[[ Dataset open ]]

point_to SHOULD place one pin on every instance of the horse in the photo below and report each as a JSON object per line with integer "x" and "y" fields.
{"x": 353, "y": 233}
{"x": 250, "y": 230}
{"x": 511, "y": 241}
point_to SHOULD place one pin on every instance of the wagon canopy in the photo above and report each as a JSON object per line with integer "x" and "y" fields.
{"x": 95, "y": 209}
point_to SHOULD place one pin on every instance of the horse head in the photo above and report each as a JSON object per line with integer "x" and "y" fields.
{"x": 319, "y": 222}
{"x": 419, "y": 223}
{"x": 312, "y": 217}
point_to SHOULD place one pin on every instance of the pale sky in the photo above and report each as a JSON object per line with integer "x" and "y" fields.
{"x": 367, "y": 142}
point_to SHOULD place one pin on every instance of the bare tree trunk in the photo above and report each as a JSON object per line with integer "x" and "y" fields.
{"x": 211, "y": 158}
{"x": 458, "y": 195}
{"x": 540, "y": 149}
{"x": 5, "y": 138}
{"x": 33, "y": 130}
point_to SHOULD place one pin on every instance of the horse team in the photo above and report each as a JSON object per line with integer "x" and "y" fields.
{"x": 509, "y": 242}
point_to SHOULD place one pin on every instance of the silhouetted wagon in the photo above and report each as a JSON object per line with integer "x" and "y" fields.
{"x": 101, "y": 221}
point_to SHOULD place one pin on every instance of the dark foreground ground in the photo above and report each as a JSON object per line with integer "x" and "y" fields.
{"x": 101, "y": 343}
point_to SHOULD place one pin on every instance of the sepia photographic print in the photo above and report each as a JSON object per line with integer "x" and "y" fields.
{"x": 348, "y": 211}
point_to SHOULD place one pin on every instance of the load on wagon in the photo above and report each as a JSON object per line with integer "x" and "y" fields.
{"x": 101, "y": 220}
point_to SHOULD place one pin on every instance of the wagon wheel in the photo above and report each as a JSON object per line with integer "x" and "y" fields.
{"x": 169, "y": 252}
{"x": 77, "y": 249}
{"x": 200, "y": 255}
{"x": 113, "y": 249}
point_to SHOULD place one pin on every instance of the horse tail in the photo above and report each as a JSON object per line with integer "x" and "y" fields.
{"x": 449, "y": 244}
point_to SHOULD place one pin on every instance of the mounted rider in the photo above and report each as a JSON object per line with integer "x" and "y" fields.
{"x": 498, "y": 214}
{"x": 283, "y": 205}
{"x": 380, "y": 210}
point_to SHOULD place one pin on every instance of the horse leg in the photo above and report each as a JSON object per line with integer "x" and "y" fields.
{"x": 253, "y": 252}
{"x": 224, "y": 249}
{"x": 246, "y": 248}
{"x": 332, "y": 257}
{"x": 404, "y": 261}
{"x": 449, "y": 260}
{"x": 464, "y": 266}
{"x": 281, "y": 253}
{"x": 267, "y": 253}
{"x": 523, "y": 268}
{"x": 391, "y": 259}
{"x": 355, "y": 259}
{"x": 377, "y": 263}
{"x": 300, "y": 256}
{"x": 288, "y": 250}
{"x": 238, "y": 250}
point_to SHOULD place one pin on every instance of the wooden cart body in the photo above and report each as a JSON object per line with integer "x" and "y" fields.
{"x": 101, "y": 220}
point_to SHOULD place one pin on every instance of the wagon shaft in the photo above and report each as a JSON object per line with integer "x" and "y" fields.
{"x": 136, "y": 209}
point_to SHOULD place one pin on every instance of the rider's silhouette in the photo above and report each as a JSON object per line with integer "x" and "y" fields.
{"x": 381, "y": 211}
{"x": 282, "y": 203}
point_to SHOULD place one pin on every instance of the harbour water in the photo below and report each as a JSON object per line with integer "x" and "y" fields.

[[ Dataset closed ]]

Work request:
Each of the records above is to be copied exactly.

Response:
point_to SHOULD place one pin on every instance of the horse in the photo below and report each as a JSON object per line with integer "x" and "y" fields.
{"x": 353, "y": 233}
{"x": 250, "y": 230}
{"x": 511, "y": 241}
point_to SHOULD place one pin on every instance of the wagon canopy in the photo above and report each as a JSON object per line with integer "x" and "y" fields.
{"x": 95, "y": 209}
point_to SHOULD place one pin on every instance of the horse head in the photo above and report each as a JSON object per line with integer "x" and "y" fields.
{"x": 319, "y": 222}
{"x": 419, "y": 223}
{"x": 312, "y": 217}
point_to SHOULD place one pin on every instance of the pale sky in the photo above and report each as a JSON object per line with integer "x" and "y" fields.
{"x": 367, "y": 142}
point_to SHOULD place one pin on every instance of the bare tree trunk in the photo above and report each as a JSON object per line with integer "x" and "y" fields.
{"x": 211, "y": 158}
{"x": 458, "y": 195}
{"x": 540, "y": 149}
{"x": 5, "y": 138}
{"x": 33, "y": 130}
point_to SHOULD place one pin on every instance of the horse team in the photo above and report each as a JSON object per line with integer "x" and "y" fields.
{"x": 509, "y": 242}
point_to SHOULD place one pin on every instance of the silhouetted wagon in the photo above and report each as a JSON object per line with integer "x" and "y" fields.
{"x": 101, "y": 221}
point_to SHOULD place one pin on every instance of the dark foreground ground in the photo above and report each as a JSON object per line with integer "x" and "y" fields.
{"x": 101, "y": 343}
point_to SHOULD place one pin on every instance of the sepia photographic print in the photo above and report each as a JSON object per line with integer "x" and "y" fields.
{"x": 348, "y": 211}
point_to SHOULD place one pin on every instance of the load on wagon in the photo above and report each as a JSON object per line with integer "x" and "y" fields.
{"x": 101, "y": 220}
point_to SHOULD place one pin on every instance of the wagon wheel in the photo above and report each as a JSON object per line with integer "x" and "y" fields.
{"x": 169, "y": 252}
{"x": 77, "y": 249}
{"x": 200, "y": 255}
{"x": 113, "y": 249}
point_to SHOULD place one pin on every instance of the horse tail in the photo above and report each as a JSON object per line with integer "x" and "y" fields.
{"x": 449, "y": 244}
point_to SHOULD place one pin on every instance of the mounted rider in the photo above and report each as a JSON object per line with integer "x" and "y" fields.
{"x": 498, "y": 214}
{"x": 283, "y": 205}
{"x": 380, "y": 210}
point_to SHOULD place one pin on every instance of the horse leg in the photo above and report each as a JSON object per line with integer "x" and "y" fields.
{"x": 253, "y": 252}
{"x": 224, "y": 249}
{"x": 246, "y": 248}
{"x": 332, "y": 257}
{"x": 404, "y": 261}
{"x": 449, "y": 260}
{"x": 464, "y": 266}
{"x": 281, "y": 253}
{"x": 267, "y": 253}
{"x": 523, "y": 268}
{"x": 391, "y": 259}
{"x": 355, "y": 259}
{"x": 377, "y": 263}
{"x": 300, "y": 256}
{"x": 288, "y": 250}
{"x": 238, "y": 250}
point_to SHOULD place one pin on every instance of the wooden cart body in the photo above and report each as a JSON object per line with integer "x" and "y" fields.
{"x": 101, "y": 220}
point_to SHOULD place one pin on every instance of the wagon shaft in the photo above and report each as a JSON object per line with integer "x" and "y" fields.
{"x": 136, "y": 209}
point_to SHOULD place one pin on every instance of the rider's silhouette in the photo above and report each as a JSON object per line with integer "x" and "y" fields.
{"x": 381, "y": 211}
{"x": 282, "y": 203}
point_to SHOULD place one pin on every instance of the harbour water in the photo below and report each as a JSON object per line with integer "x" and "y" fields.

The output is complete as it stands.